● **WHAT TO PRODUCE**: The records below are to be transcribed in full, exactly as given.

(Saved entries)
..........
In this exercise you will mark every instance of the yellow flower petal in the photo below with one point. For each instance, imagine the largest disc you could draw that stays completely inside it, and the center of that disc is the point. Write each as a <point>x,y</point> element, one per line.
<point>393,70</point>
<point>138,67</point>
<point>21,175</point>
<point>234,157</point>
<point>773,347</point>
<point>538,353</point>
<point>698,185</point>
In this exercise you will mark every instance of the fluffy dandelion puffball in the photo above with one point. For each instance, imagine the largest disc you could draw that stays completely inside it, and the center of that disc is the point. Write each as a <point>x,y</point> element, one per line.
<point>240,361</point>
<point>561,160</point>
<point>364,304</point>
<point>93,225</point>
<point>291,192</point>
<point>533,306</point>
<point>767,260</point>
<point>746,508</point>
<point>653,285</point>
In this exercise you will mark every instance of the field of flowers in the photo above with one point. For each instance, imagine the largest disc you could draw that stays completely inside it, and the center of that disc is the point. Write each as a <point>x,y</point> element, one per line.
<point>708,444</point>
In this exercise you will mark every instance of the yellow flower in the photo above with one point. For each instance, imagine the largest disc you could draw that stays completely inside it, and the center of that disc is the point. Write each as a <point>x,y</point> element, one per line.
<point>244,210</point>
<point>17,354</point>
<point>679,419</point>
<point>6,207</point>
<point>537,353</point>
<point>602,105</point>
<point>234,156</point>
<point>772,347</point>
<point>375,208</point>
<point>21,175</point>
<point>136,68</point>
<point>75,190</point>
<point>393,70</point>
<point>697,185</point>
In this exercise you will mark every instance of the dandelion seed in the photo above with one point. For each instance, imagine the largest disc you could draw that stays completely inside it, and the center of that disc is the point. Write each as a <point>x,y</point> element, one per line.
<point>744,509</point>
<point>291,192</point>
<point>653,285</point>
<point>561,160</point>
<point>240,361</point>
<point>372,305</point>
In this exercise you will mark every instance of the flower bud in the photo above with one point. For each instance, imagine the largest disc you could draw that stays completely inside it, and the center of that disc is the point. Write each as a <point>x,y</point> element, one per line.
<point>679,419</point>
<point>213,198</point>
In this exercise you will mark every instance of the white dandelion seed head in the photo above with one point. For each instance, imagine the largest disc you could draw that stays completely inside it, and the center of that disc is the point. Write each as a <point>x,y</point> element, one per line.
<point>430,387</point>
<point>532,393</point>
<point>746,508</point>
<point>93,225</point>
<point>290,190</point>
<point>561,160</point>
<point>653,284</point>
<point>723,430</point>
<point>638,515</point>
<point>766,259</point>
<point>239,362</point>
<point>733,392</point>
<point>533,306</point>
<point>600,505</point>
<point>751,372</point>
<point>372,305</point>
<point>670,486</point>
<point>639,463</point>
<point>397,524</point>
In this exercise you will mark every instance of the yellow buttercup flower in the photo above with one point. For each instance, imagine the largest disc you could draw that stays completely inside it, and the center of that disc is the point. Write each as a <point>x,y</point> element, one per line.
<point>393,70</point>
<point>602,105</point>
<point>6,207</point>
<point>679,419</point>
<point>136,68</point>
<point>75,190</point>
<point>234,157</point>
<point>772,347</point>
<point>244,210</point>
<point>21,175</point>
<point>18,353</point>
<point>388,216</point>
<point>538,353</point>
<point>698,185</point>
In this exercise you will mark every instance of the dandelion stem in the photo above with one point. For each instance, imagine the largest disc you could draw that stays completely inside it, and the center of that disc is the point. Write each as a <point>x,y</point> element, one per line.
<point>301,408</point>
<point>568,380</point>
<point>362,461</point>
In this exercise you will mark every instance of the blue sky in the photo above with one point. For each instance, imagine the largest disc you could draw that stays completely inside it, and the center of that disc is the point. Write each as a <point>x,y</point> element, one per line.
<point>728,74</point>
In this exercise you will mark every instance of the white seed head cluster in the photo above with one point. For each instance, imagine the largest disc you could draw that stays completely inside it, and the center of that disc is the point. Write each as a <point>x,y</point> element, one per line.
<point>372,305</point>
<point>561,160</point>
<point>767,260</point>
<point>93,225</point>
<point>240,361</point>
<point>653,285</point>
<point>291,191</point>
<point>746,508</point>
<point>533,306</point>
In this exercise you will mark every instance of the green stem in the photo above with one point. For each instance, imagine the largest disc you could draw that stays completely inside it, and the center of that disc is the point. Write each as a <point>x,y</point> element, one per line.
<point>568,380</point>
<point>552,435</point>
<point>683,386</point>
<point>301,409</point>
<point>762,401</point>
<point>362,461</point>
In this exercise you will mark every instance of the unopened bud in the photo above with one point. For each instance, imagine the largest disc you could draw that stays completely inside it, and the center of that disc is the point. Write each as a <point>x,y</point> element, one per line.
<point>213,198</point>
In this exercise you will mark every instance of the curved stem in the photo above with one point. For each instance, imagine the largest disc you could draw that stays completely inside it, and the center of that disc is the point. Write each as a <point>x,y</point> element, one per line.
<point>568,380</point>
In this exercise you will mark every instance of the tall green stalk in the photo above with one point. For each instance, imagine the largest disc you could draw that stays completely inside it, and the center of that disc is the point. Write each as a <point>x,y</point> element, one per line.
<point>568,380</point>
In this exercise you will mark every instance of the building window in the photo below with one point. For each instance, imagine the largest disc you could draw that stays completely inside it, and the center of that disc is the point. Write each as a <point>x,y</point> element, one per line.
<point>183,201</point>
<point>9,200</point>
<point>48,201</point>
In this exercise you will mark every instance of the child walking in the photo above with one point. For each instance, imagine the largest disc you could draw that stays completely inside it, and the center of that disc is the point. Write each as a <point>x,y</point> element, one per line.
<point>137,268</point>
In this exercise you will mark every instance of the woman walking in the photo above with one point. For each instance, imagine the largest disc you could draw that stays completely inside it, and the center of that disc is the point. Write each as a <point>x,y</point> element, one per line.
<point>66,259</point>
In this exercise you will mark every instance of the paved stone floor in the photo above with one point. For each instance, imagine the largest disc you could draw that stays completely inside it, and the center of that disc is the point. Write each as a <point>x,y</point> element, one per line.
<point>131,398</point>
..........
● **ANSWER BELOW**:
In this exercise you will mark every instance of the yellow flower petal in the photo below with one point. For each instance, imagine the largest disc you could draw that stays completely inside it, and the center of that disc is the point. Write each as a <point>x,y</point> element, one per line.
<point>393,70</point>
<point>138,67</point>
<point>21,175</point>
<point>234,157</point>
<point>773,347</point>
<point>538,353</point>
<point>698,185</point>
In this exercise you will mark every instance of the fluffy dandelion puffball in the photo above with one point. For each instance, imagine the largest disc you could draw that stays completely inside it, and the center of that disc is the point. Write each as a <point>x,y</point> element, one per line.
<point>240,361</point>
<point>561,160</point>
<point>364,304</point>
<point>93,225</point>
<point>291,192</point>
<point>533,306</point>
<point>767,260</point>
<point>746,508</point>
<point>653,285</point>
In this exercise you will mark every instance of the field of flowers in the photo above with one point. For each instance, imagine the largest disc you could draw that stays completely inside it, and the center of that disc is the point. Write each as a <point>x,y</point> element, one per line.
<point>708,444</point>
In this exercise you will mark every instance of the yellow flower in the photo above with one point. For each instance, imagine the largest disc you could draw that stays completely inside it, and the center of that disc is the point. Write each as a <point>x,y</point> element, one per line.
<point>244,210</point>
<point>17,354</point>
<point>679,419</point>
<point>6,207</point>
<point>537,353</point>
<point>602,105</point>
<point>234,156</point>
<point>772,347</point>
<point>375,208</point>
<point>21,175</point>
<point>136,68</point>
<point>75,190</point>
<point>393,70</point>
<point>697,185</point>
In this exercise you will mark every instance of the dandelion seed in the photo above with one point. For each instance, imagine the largest disc you could draw that stays completely inside it, and the center of that disc is the point. Write each as a <point>x,y</point> element, one per line.
<point>744,509</point>
<point>291,192</point>
<point>653,285</point>
<point>561,160</point>
<point>240,361</point>
<point>372,305</point>
In this exercise you will mark every instance of the flower bud in the photo above with one point. For each instance, imagine the largest disc you could draw that stays completely inside it, and the center of that disc is the point. Write each as a <point>x,y</point> element, one per line.
<point>679,419</point>
<point>213,198</point>
In this exercise you will mark every instance of the white dandelion seed head in the photo above with one point. For each instance, imagine the largest disc you could draw that stays completely inside it, and the center of that disc is the point. Write each as a <point>x,y</point> element, one per line.
<point>430,387</point>
<point>532,393</point>
<point>746,508</point>
<point>93,225</point>
<point>290,190</point>
<point>561,160</point>
<point>653,284</point>
<point>723,430</point>
<point>638,515</point>
<point>766,259</point>
<point>239,362</point>
<point>733,392</point>
<point>533,306</point>
<point>600,505</point>
<point>751,372</point>
<point>372,305</point>
<point>670,486</point>
<point>639,463</point>
<point>397,524</point>
In this exercise you will mark every instance of the yellow buttercup flower in the photo above with one point. For each instance, imagine the largest disc you could draw that stays completely inside it, and the center of that disc is the point. Write each as a <point>x,y</point> element, one per line.
<point>393,70</point>
<point>602,105</point>
<point>6,207</point>
<point>679,419</point>
<point>136,68</point>
<point>75,190</point>
<point>234,157</point>
<point>772,347</point>
<point>244,210</point>
<point>21,175</point>
<point>18,353</point>
<point>388,216</point>
<point>538,353</point>
<point>698,185</point>
In this exercise you will mark every instance of the dandelion stem in the photo above with one point. For each instance, imagine the largest disc you could draw that stays completely inside it, and the center of that disc is the point. Write each as a <point>x,y</point> element, one per line.
<point>301,408</point>
<point>568,380</point>
<point>362,461</point>
In this exercise you will mark every instance of the blue sky in the photo above with one point. For each instance, imagine the largest disc you could draw that stays completely inside it, and the center of that disc is the point. Write each as a <point>x,y</point> element, one per line.
<point>728,74</point>
In this exercise you will mark every instance of the white seed head cluster in the photo above with one point. For each instance, imagine the largest disc you could draw that stays completely inside it, and the center of that disc is the point. Write each as a <point>x,y</point> element, one per line.
<point>372,305</point>
<point>561,160</point>
<point>767,260</point>
<point>93,225</point>
<point>240,361</point>
<point>653,285</point>
<point>291,191</point>
<point>746,508</point>
<point>533,306</point>
In this exercise you will mark every instance of the green stem in the photo above with one point. For each instance, imagine the largest disc you could draw that stays completely inside it, and the center of that disc is the point. Write each as a <point>x,y</point> element, one per line.
<point>568,380</point>
<point>552,435</point>
<point>683,386</point>
<point>301,409</point>
<point>762,401</point>
<point>362,461</point>
In this exercise you will mark every instance of the unopened bud in the photo above with one point. For each instance, imagine the largest disc you could draw that stays completely inside it, and the center of that disc is the point. Write each as a <point>x,y</point> element, one per line.
<point>213,198</point>
In this exercise you will mark every instance of the curved stem in the photo above with one point. For each instance, imagine the largest disc you could draw that stays completely inside it, and the center of that disc is the point. Write each as a <point>x,y</point> element, one per line.
<point>568,380</point>
In this exercise you will mark every instance of the tall green stalk in the photo above with one point. For each instance, imagine the largest disc you could draw that stays completely inside it, and the center of that disc is the point. Write each as a <point>x,y</point> element, one per line.
<point>568,380</point>
In this exercise you will mark every instance of the building window in the photo below with one point. For each instance, imagine the largest disc you could draw that stays completely inside it, and the center of that disc is the point. Write each as a <point>x,y</point> element, one per line.
<point>183,201</point>
<point>9,200</point>
<point>48,201</point>
In this exercise you will mark every instance of the child walking in the photo above with one point. For each instance, imagine the largest disc you could draw that stays completely inside it, and the center of that disc is the point. Write each as a <point>x,y</point> element, one per line.
<point>137,268</point>
In this exercise you will mark every instance of the woman walking in the photo above with one point. For each instance, imagine the largest disc you could draw that stays completely inside it, and the center of that disc is the point. Write each as a <point>x,y</point> element, one per line.
<point>66,259</point>
In this exercise you will mark every instance of the paved stone floor in the photo above with one point. For each instance, imagine the largest disc you could draw that stays completely inside it, and the center of that disc is the point. Write each as a <point>x,y</point> element, one per line.
<point>131,398</point>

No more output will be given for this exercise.